### Testo scelto
Come è nata la rubrica «Dillo a nuvole»?
«Durante il lockdown ho usato Instagram per abbattere la distanza e cercare di stare più vicina alle persone che mi seguivano. Così ho dato il via a una rubrica settimanale dal nome Dillo a Nuvole, un box di domande nelle stories di Instagram.
Ci troviamo ogni domenica: molte persone mi chiedono pareri letterari, consigli in materia di libri ed editoria, ma anche suggerimenti professionali, ad esempio per accedere al Master in Editoria – argomento molto gettonato, a cui poi ho dedicato un articolo nel blog: Guida al master in editoria – si parla anche di serie TV, film, curiosità personali, viaggi, lifestyle e focaccia (mia grande passione, da buona ligure).»

### Materiale estratto

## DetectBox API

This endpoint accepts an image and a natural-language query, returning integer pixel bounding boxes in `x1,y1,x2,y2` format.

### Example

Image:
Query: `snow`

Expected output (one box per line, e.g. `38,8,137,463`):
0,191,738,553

==

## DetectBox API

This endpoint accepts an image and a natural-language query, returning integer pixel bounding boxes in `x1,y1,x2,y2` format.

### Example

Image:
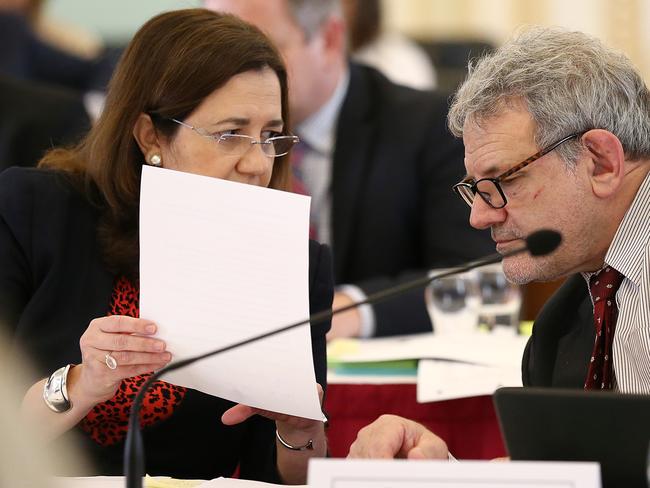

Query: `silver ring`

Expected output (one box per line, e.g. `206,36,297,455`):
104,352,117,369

### Cosa fare
a) Trascrivi dal brano sulla rubrica «Dillo a nuvole» il passo compreso tra "Come è nata" e "stories di Instagram.", estremi inclusi.
b) Prosegui il brano sulla rubrica «Dillo a nuvole» dal punto in cui termina.
Per svolgere i compiti non servono le voci.

### Risposte ai compiti
a)
Come è nata la rubrica «Dillo a nuvole»?
«Durante il lockdown ho usato Instagram per abbattere la distanza e cercare di stare più vicina alle persone che mi seguivano. Così ho dato il via a una rubrica settimanale dal nome Dillo a Nuvole, un box di domande nelle stories di Instagram.

b)
Grazie al tuo blog sei riuscita a parlare anche di una questione molto delicata che ha colpito la tua famiglia…
«Sono molto riservata e ho sempre tutelato la mia privacy e quella di chi mi sta accanto. Purtroppo, il 2020 è stato un anno difficile per tutti; per me anche a livello personale: per via di un mesotelioma pleurico – tumore raro che colpisce la membrana che riveste i polmoni e la parete interna del torace e si sviluppa a causa dell’esposizione all’amianto – è mancato mio suocero Oscar Peano.
Quando è successo mi è venuto in mente il titolo di un libro di Peter Cameron – Un giorno questo dolore ti sarà utile – che a sua volta riprende il detto latino di Ovidio: dolor hic tibi proderit olim.
E da lì insieme al mio fidanzato Marco ho pensato: come possiamo trasformare il nostro dolore in qualcosa di buono?
Dopo il funerale alcune persone ci hanno chiesto se si poteva fare un’offerta in ricordo di mio suocero e allora mi sono detta, no, facciamo una cosa più strutturata, che si è poi concretizzata in una vera e propria raccolta fondi per la Fondazione Buzzi Unicem di Casale Monferrato: volevamo che fosse specificatamente destinata alla ricerca sul mesotelioma pleurico, il tumore che ci aveva portato via Oscar.

A un certo punto, nel bel mezzo della raccolta, mi sono stati posti due interrogativi che mi hanno fatto riflettere sul forte bisogno di sensibilizzare le persone circa le patologie meno comuni.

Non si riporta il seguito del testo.